Data taken from a collection:
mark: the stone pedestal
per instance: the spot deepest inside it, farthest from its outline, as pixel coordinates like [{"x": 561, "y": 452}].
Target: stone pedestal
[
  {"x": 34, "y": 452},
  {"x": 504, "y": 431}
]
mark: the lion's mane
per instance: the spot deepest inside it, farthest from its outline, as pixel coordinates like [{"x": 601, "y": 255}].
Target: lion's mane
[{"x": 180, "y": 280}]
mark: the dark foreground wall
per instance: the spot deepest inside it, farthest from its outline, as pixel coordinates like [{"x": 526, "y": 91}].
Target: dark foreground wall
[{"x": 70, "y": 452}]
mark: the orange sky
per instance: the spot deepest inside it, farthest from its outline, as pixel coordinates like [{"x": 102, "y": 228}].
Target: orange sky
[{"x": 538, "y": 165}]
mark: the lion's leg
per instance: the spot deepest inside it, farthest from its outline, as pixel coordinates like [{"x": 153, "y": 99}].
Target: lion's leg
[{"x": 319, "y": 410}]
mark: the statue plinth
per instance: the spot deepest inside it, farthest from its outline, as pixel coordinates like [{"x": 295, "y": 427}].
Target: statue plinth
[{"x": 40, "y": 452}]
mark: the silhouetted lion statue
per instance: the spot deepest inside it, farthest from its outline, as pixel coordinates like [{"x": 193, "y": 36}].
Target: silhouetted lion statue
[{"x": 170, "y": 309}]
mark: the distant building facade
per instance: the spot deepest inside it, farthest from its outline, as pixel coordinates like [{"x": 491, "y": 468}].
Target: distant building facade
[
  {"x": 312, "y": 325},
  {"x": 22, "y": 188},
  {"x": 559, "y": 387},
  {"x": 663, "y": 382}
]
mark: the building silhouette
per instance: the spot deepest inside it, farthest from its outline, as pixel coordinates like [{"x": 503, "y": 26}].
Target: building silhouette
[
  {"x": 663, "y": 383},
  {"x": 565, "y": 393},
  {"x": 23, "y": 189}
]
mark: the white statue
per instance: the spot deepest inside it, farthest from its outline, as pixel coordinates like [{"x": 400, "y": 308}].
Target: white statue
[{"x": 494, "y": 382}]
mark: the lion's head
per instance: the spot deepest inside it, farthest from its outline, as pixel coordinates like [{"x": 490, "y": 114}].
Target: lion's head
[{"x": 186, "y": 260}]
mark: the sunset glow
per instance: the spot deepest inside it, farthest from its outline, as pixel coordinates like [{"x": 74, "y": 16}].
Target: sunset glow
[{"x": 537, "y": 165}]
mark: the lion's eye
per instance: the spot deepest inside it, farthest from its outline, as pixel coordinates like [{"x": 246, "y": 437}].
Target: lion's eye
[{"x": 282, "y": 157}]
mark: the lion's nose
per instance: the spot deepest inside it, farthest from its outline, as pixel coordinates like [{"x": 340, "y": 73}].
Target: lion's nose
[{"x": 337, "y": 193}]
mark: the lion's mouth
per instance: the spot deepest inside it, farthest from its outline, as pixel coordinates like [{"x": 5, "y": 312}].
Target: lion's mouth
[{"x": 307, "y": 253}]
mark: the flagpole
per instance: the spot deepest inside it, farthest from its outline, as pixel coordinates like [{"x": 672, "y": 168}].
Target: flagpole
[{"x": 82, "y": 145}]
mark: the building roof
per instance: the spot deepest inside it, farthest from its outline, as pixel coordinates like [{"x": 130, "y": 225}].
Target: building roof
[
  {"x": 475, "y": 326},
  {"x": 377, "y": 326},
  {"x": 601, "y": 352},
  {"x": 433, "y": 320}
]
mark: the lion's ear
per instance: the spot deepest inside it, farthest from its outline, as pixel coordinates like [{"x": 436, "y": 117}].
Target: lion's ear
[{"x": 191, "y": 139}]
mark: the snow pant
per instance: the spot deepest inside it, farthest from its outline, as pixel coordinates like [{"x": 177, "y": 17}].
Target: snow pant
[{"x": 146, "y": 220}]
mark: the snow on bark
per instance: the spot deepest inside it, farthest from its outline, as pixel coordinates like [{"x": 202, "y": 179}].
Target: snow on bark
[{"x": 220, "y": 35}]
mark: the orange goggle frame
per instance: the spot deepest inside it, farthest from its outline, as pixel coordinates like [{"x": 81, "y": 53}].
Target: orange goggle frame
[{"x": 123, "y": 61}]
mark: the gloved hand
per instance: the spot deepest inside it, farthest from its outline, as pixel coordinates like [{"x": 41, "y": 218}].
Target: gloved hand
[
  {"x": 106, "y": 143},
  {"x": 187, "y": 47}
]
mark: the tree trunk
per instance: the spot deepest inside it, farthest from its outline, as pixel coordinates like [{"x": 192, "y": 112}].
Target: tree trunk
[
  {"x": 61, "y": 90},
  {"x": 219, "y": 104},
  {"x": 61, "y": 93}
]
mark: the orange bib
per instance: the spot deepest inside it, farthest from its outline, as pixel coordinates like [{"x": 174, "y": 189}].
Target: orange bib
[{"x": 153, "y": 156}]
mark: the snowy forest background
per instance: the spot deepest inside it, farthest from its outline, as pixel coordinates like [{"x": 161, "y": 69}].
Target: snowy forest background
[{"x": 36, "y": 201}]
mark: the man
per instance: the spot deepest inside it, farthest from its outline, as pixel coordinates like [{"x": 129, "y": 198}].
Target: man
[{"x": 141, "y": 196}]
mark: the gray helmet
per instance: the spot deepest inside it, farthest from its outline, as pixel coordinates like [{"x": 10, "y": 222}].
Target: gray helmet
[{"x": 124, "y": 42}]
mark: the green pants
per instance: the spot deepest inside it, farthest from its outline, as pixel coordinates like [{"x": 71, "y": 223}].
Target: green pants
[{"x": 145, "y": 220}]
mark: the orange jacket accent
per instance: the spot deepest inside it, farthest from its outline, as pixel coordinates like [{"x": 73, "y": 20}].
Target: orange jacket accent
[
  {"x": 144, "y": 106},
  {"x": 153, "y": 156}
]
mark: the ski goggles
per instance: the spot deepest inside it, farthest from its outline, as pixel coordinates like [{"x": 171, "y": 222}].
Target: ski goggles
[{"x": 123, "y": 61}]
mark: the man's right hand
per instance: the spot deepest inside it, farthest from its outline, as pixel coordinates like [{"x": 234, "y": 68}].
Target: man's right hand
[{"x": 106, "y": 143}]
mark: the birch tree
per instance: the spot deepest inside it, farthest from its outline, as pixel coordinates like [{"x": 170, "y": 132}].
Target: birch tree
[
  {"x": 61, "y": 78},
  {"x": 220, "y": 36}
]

• EXERCISE AIM: Rewrite all the lines above, changing every "per instance" to "for each instance" and leaving the rest as it is.

• RESULT OF THIS TASK:
mark: the stone pedestal
for each instance: the spot deepest inside it, farthest from its outline, as pixel coordinates like [{"x": 561, "y": 452}].
Target: stone pedestal
[
  {"x": 34, "y": 452},
  {"x": 504, "y": 431}
]
mark: the lion's mane
for each instance: the spot deepest inside it, farthest from its outline, as pixel coordinates like [{"x": 601, "y": 255}].
Target: lion's mane
[{"x": 180, "y": 280}]
mark: the dark foreground wall
for each instance: the spot deepest inside it, farthest from its outline, as pixel coordinates like [{"x": 526, "y": 91}].
Target: dark foreground wall
[{"x": 70, "y": 452}]
mark: the orange sky
for each instance: the spot deepest inside it, farthest from its outline, as pixel coordinates like [{"x": 102, "y": 228}].
Target: orange sky
[{"x": 538, "y": 165}]
mark: the lion's leg
for each instance: the spot deepest inside it, farthest from its outline, as pixel coordinates like [{"x": 153, "y": 99}].
Target: lion's leg
[{"x": 319, "y": 410}]
mark: the statue plinth
for each instance: the spot deepest inside it, farthest from its outline, as pixel coordinates like [{"x": 295, "y": 427}].
Target: statue plinth
[{"x": 40, "y": 452}]
mark: the silhouetted lion statue
for each instance: the spot deepest inside it, farthest from its outline, as pixel coordinates like [{"x": 193, "y": 36}].
Target: silhouetted lion statue
[{"x": 170, "y": 309}]
mark: the distant building facade
for each instance: the spot deepest inside it, farthest from its outline, as pixel coordinates like [{"x": 491, "y": 468}].
Target: distant building facade
[
  {"x": 312, "y": 325},
  {"x": 22, "y": 188},
  {"x": 559, "y": 387},
  {"x": 663, "y": 382}
]
mark: the building silhouette
for each instance: the spot deepest inside it, farthest from its outline, as pixel coordinates like [{"x": 503, "y": 26}].
Target: building silhouette
[
  {"x": 663, "y": 383},
  {"x": 565, "y": 393},
  {"x": 23, "y": 189}
]
mark: the white statue
for each instance: the spot deepest inside it, farthest from its outline, as pixel coordinates like [{"x": 400, "y": 308}].
Target: white statue
[{"x": 494, "y": 382}]
mark: the lion's head
for each instance: the spot deepest inside it, farthest from its outline, as pixel coordinates like [{"x": 490, "y": 114}].
Target: lion's head
[{"x": 186, "y": 260}]
mark: the sunset glow
for each instance: the spot deepest inside it, farthest from its outline, as pixel coordinates like [{"x": 74, "y": 16}].
Target: sunset glow
[{"x": 537, "y": 165}]
mark: the lion's eye
for each instance: the spot deepest inside it, farthest from its outline, as pixel coordinates like [{"x": 246, "y": 437}].
Target: lion's eye
[{"x": 282, "y": 157}]
mark: the lion's nose
for each instance: the spot deepest inside it, farthest from its outline, as pixel coordinates like [{"x": 340, "y": 73}].
Target: lion's nose
[{"x": 337, "y": 193}]
mark: the lion's mouth
for each instance: the spot deepest inside it, farthest from its outline, as pixel coordinates like [{"x": 5, "y": 312}].
Target: lion's mouth
[{"x": 307, "y": 253}]
mark: the flagpole
for each instance: the spot deepest inside it, farthest from its outline, as pixel coordinates like [{"x": 672, "y": 168}].
Target: flagpole
[{"x": 82, "y": 145}]
mark: the building roof
for each instance: the spot deepest inside it, farthest from its outline, as pixel coordinates like [{"x": 130, "y": 225}].
Target: building roof
[
  {"x": 475, "y": 326},
  {"x": 377, "y": 326},
  {"x": 601, "y": 352},
  {"x": 433, "y": 320}
]
mark: the lion's ear
for each instance: the spot deepest inside it, farthest from its outline, as pixel coordinates like [{"x": 436, "y": 117}].
Target: lion's ear
[{"x": 191, "y": 139}]
mark: the snow pant
for each instance: the spot deepest inside it, farthest from its outline, as pixel coordinates like [{"x": 177, "y": 17}].
Target: snow pant
[{"x": 146, "y": 220}]
mark: the snow on bark
for each instance: the spot deepest inside it, farthest from its outline, as pixel coordinates like [{"x": 202, "y": 179}].
Target: snow on bark
[{"x": 220, "y": 35}]
mark: the orange goggle frame
for each instance: the spot deepest inside it, farthest from its outline, as pixel coordinates like [{"x": 81, "y": 53}].
Target: orange goggle frame
[{"x": 123, "y": 61}]
mark: the gloved hand
for each instance: the spot deepest inside it, farthest from its outline, as pixel coordinates like [{"x": 41, "y": 218}].
Target: gloved hand
[
  {"x": 106, "y": 143},
  {"x": 187, "y": 47}
]
mark: the tree trunk
for each instance: the spot deepest inside it, farthest from its outline, as pixel coordinates like [{"x": 192, "y": 112}].
Target: tree trunk
[
  {"x": 61, "y": 90},
  {"x": 219, "y": 104},
  {"x": 61, "y": 93}
]
mark: the orange bib
for each instance: the spot deepest inside it, farthest from its outline, as pixel coordinates like [{"x": 174, "y": 189}].
Target: orange bib
[{"x": 153, "y": 156}]
mark: the snowy forest background
for each instance: the spot deepest inside it, farthest from its outline, as pixel coordinates like [{"x": 161, "y": 69}].
Target: snowy forest background
[{"x": 36, "y": 201}]
mark: the man
for each instance: the spot deepest inside it, farthest from its outline, as pixel coordinates like [{"x": 129, "y": 198}].
Target: man
[{"x": 141, "y": 196}]
mark: the gray helmet
for each instance: the spot deepest inside it, farthest from its outline, as pixel coordinates like [{"x": 10, "y": 222}].
Target: gray helmet
[{"x": 124, "y": 42}]
mark: the green pants
for each instance: the spot deepest inside it, farthest from its outline, as pixel coordinates like [{"x": 71, "y": 223}].
Target: green pants
[{"x": 145, "y": 220}]
mark: the orange jacket accent
for each instance: the spot deepest inside it, farthest from its outline, as pixel coordinates like [{"x": 73, "y": 20}].
Target: orange jacket accent
[
  {"x": 144, "y": 106},
  {"x": 153, "y": 156}
]
mark: the ski goggles
for each instance: the spot deepest inside it, farthest from its outline, as pixel coordinates like [{"x": 171, "y": 222}].
Target: ski goggles
[{"x": 123, "y": 61}]
mark: the man's right hand
for each instance: the spot deepest inside it, farthest from its outline, as pixel coordinates like [{"x": 234, "y": 68}].
Target: man's right hand
[{"x": 106, "y": 143}]
mark: the birch tree
for each instance: the spot deepest inside it, farthest from its outline, as pixel coordinates like [{"x": 170, "y": 132}].
Target: birch tree
[
  {"x": 61, "y": 78},
  {"x": 220, "y": 36}
]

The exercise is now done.